INSTRUCTION: Reproduce all of the listing below without alteration.

DATA SECTION:
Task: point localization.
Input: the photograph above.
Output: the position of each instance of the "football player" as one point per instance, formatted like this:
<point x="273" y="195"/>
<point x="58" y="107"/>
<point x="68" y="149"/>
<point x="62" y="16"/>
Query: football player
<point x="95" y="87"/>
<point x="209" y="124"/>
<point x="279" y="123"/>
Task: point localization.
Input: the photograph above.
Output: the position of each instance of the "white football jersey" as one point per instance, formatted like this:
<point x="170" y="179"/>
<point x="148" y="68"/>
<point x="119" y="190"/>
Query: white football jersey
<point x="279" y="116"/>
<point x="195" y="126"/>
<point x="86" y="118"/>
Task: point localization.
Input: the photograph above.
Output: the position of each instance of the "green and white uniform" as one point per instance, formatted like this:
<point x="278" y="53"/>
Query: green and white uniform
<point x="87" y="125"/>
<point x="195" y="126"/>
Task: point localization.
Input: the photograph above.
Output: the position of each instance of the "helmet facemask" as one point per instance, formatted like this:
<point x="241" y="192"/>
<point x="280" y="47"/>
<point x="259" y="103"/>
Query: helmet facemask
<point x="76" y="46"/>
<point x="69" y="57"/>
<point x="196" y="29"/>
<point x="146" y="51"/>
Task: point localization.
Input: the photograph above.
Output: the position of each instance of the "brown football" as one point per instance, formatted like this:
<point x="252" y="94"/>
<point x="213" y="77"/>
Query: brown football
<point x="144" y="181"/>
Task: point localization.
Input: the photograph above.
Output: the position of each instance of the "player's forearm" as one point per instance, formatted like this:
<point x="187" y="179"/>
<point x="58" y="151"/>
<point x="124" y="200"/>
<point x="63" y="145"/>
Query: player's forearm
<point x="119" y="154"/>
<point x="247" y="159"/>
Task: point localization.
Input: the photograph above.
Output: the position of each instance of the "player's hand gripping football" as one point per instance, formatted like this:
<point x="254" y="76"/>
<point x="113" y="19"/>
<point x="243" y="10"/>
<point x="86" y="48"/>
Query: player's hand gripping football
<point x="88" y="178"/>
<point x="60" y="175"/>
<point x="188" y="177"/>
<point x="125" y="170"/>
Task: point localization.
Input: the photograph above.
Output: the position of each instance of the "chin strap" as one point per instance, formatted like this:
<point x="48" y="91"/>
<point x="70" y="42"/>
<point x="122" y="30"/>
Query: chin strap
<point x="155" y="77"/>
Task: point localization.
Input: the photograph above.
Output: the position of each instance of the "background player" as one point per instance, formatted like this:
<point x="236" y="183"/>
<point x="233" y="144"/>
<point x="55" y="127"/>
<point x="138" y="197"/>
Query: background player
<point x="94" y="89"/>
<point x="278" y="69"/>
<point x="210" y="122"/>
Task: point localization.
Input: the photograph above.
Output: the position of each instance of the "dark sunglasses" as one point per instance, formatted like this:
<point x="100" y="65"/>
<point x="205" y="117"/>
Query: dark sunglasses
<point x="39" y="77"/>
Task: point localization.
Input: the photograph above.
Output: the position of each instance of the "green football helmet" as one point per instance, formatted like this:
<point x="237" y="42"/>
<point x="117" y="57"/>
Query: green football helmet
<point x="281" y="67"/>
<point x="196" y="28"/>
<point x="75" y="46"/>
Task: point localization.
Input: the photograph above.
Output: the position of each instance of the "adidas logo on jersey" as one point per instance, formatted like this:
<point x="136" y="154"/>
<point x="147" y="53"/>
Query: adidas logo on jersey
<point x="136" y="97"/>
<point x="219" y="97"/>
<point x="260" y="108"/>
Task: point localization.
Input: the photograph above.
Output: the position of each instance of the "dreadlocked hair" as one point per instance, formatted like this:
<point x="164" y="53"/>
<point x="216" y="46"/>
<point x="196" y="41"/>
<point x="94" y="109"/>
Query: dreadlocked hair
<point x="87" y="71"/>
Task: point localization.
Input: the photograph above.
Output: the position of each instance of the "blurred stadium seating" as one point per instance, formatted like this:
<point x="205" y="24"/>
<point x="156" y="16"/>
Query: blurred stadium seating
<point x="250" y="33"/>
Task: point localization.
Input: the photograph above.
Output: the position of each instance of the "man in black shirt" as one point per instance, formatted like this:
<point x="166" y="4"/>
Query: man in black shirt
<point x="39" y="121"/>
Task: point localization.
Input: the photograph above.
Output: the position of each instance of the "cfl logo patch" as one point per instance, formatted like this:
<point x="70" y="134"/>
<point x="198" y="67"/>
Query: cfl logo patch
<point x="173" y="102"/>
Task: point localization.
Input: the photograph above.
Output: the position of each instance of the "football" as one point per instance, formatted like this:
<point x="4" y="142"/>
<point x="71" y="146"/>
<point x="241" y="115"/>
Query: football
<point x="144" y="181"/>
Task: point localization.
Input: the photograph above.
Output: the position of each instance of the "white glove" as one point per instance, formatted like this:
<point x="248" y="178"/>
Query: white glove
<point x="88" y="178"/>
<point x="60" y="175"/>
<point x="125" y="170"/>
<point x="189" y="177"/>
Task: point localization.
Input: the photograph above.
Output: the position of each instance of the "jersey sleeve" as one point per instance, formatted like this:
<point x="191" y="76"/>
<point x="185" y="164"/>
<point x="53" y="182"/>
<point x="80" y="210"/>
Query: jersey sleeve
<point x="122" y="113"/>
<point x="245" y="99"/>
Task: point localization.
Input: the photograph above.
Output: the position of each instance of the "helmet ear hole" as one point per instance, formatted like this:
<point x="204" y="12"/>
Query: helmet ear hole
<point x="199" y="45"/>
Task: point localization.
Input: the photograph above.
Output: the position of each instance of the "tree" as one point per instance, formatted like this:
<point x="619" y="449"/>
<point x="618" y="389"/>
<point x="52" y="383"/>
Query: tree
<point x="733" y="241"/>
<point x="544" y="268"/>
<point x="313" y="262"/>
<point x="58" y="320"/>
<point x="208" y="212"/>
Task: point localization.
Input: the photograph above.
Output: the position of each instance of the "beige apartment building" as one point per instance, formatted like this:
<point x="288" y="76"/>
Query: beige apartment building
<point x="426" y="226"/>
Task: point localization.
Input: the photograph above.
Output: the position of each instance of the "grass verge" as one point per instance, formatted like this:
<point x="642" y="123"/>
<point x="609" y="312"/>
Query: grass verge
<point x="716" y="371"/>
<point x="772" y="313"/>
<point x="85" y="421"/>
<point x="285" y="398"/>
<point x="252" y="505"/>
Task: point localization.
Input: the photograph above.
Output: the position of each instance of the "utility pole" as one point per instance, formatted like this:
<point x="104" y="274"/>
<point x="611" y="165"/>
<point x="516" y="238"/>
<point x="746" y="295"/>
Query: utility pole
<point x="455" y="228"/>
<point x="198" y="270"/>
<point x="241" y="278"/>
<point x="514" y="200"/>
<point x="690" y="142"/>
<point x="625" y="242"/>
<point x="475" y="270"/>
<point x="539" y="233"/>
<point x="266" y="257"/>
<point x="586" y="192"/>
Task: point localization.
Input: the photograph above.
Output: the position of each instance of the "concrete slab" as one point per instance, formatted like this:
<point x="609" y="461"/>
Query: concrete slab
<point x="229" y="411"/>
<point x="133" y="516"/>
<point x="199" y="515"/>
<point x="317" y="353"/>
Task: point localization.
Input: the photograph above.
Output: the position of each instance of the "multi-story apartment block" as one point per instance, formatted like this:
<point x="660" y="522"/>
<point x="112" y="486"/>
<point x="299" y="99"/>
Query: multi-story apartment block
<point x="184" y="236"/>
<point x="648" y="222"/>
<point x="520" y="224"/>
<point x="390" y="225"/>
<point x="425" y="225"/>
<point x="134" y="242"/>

EXPECTED ANSWER:
Task: point localization.
Input: the photograph above.
Output: the position of each instance of the "football player" as one point per instance, formatted like this:
<point x="273" y="195"/>
<point x="58" y="107"/>
<point x="68" y="149"/>
<point x="62" y="16"/>
Query: football player
<point x="95" y="87"/>
<point x="209" y="124"/>
<point x="279" y="123"/>
Task: point localization.
Input: the photograph above.
Output: the position of each instance of the "white football jersey" as one point per instance, formatted like this:
<point x="170" y="179"/>
<point x="148" y="68"/>
<point x="119" y="190"/>
Query: white football jersey
<point x="279" y="116"/>
<point x="195" y="126"/>
<point x="86" y="118"/>
Task: point localization.
Input: the photograph above.
Output: the position of each instance of the "green and white uniform" as one point per instance, formatted like this:
<point x="278" y="53"/>
Query: green and white uniform
<point x="87" y="125"/>
<point x="195" y="126"/>
Task: point localization.
Input: the photograph above.
Output: the position of each instance of the "helmet facemask" as one point per instance, formatted like this:
<point x="241" y="192"/>
<point x="280" y="47"/>
<point x="259" y="103"/>
Query: helmet facemask
<point x="76" y="46"/>
<point x="69" y="57"/>
<point x="196" y="29"/>
<point x="146" y="51"/>
Task: point localization.
Input: the photograph above.
Output: the position of each instance of the "brown football" as one point per instance, formatted like this:
<point x="252" y="94"/>
<point x="213" y="77"/>
Query: brown football
<point x="144" y="181"/>
Task: point localization.
Input: the photograph above.
Output: the position of each instance of the "player's forearm" as one point per instance, formatted like this:
<point x="187" y="179"/>
<point x="58" y="151"/>
<point x="124" y="200"/>
<point x="63" y="145"/>
Query: player's forearm
<point x="119" y="154"/>
<point x="247" y="159"/>
Task: point localization.
Input: the photograph above.
Output: the position of each instance of the "player's hand gripping football" as one point per instance, formatted like this:
<point x="254" y="76"/>
<point x="113" y="19"/>
<point x="243" y="10"/>
<point x="86" y="48"/>
Query: player's hand gripping football
<point x="88" y="178"/>
<point x="60" y="175"/>
<point x="188" y="177"/>
<point x="125" y="170"/>
Task: point localization.
Input: the photograph above.
Output: the position of each instance of the "chin strap" as one point per instance, formatted like this:
<point x="48" y="91"/>
<point x="70" y="42"/>
<point x="122" y="30"/>
Query: chin strap
<point x="155" y="77"/>
Task: point localization.
Input: the photograph above.
Output: the position of each instance of the "background player" as one point per instance, formatted like this:
<point x="236" y="183"/>
<point x="233" y="144"/>
<point x="55" y="127"/>
<point x="138" y="197"/>
Query: background player
<point x="94" y="89"/>
<point x="278" y="69"/>
<point x="210" y="122"/>
Task: point localization.
Input: the photograph above.
Output: the position of each instance of the "dark sunglasses" as one point per instance, formatted like this:
<point x="100" y="65"/>
<point x="205" y="117"/>
Query: dark sunglasses
<point x="39" y="77"/>
Task: point localization.
Input: the photograph above.
Output: the position of each instance of the "green football helmet" as one point per instance, formatted like this:
<point x="237" y="42"/>
<point x="117" y="57"/>
Query: green football helmet
<point x="281" y="67"/>
<point x="196" y="28"/>
<point x="75" y="46"/>
Task: point localization.
Input: the photograph above.
Output: the position of each instance of the "adidas logo on jersey" as one point per instance, formatted like this:
<point x="136" y="154"/>
<point x="147" y="53"/>
Query: adidas logo on jersey
<point x="136" y="97"/>
<point x="219" y="97"/>
<point x="260" y="108"/>
Task: point localization.
Input: the photograph above.
Output: the position of each instance of the "dreadlocked hair" as one point per instance, formatted like this:
<point x="164" y="53"/>
<point x="216" y="46"/>
<point x="196" y="41"/>
<point x="94" y="109"/>
Query: dreadlocked hair
<point x="87" y="71"/>
Task: point localization.
Input: the photograph above.
Output: the position of each instance of the "blurred stadium seating" as one point per instance, formatted like this:
<point x="205" y="24"/>
<point x="156" y="16"/>
Query: blurred stadium seating
<point x="250" y="33"/>
Task: point localization.
Input: the photograph above.
Output: the position of each instance of the "man in black shirt" as one point per instance, formatted like this:
<point x="166" y="4"/>
Query: man in black shirt
<point x="39" y="121"/>
Task: point localization.
Input: the photograph above.
Output: the position of each instance of the "cfl logo patch" as one point per instance, formatted like this:
<point x="70" y="134"/>
<point x="198" y="67"/>
Query: cfl logo patch
<point x="173" y="102"/>
Task: point localization.
Input: the photograph above.
Output: the position of each instance of the "football" as one point per instance, formatted like this:
<point x="4" y="142"/>
<point x="71" y="146"/>
<point x="241" y="115"/>
Query: football
<point x="144" y="181"/>
Task: point localization.
Input: the photograph above.
Output: the position of each instance of the "white glove" as one point per instance, formatted like this:
<point x="248" y="178"/>
Query: white glove
<point x="88" y="178"/>
<point x="60" y="175"/>
<point x="125" y="170"/>
<point x="189" y="177"/>
Task: point localization.
Input: the photograph above.
Output: the position of each instance of the "jersey sleeve" as one point per instance, formatted like this:
<point x="191" y="76"/>
<point x="185" y="164"/>
<point x="53" y="182"/>
<point x="80" y="210"/>
Query: jersey sleeve
<point x="122" y="113"/>
<point x="245" y="99"/>
Task: point localization.
Input: the photograph above.
Output: the position of each instance of the "helmet ear hole" as one point per instance, formatted like this:
<point x="204" y="12"/>
Query: helmet ear hole
<point x="199" y="45"/>
Task: point localization.
Input: the photograph above.
Output: the position of each instance of the "tree" as one point per instance, formatted like this:
<point x="619" y="449"/>
<point x="618" y="389"/>
<point x="52" y="383"/>
Query: tree
<point x="733" y="241"/>
<point x="544" y="268"/>
<point x="313" y="262"/>
<point x="58" y="320"/>
<point x="208" y="212"/>
Task: point localization.
Input: the photograph above.
Output: the position of each instance of the "beige apartment building" as one point per instance, formatted like this:
<point x="288" y="76"/>
Query: beige apartment building
<point x="426" y="226"/>
Task: point localization.
Input: the photograph above.
Output: the position of each instance of the "grass verge" as one point per instance, formatted like this:
<point x="642" y="123"/>
<point x="609" y="312"/>
Query: grass verge
<point x="716" y="371"/>
<point x="772" y="313"/>
<point x="85" y="421"/>
<point x="285" y="398"/>
<point x="252" y="505"/>
Task: point localization.
Input: the photograph above.
Output: the position of each instance of the "utility pole" as one point per instance, formatted like this:
<point x="104" y="274"/>
<point x="611" y="165"/>
<point x="516" y="238"/>
<point x="746" y="295"/>
Query: utility pole
<point x="455" y="228"/>
<point x="198" y="270"/>
<point x="241" y="278"/>
<point x="514" y="200"/>
<point x="690" y="142"/>
<point x="625" y="242"/>
<point x="475" y="270"/>
<point x="539" y="233"/>
<point x="266" y="257"/>
<point x="586" y="192"/>
Task: point localization.
Input: the photograph above.
Output: the position of each instance of the "concrete slab" as one point per instance, formatted like this:
<point x="609" y="461"/>
Query: concrete slab
<point x="229" y="411"/>
<point x="133" y="516"/>
<point x="199" y="515"/>
<point x="317" y="353"/>
Task: point localization.
Input: the photograph above.
Output: the position of each instance of the "multi-story apartment block" as one point per instance, formatted like this:
<point x="660" y="522"/>
<point x="112" y="486"/>
<point x="299" y="99"/>
Query: multi-story apartment block
<point x="184" y="236"/>
<point x="648" y="222"/>
<point x="520" y="224"/>
<point x="390" y="225"/>
<point x="425" y="225"/>
<point x="134" y="242"/>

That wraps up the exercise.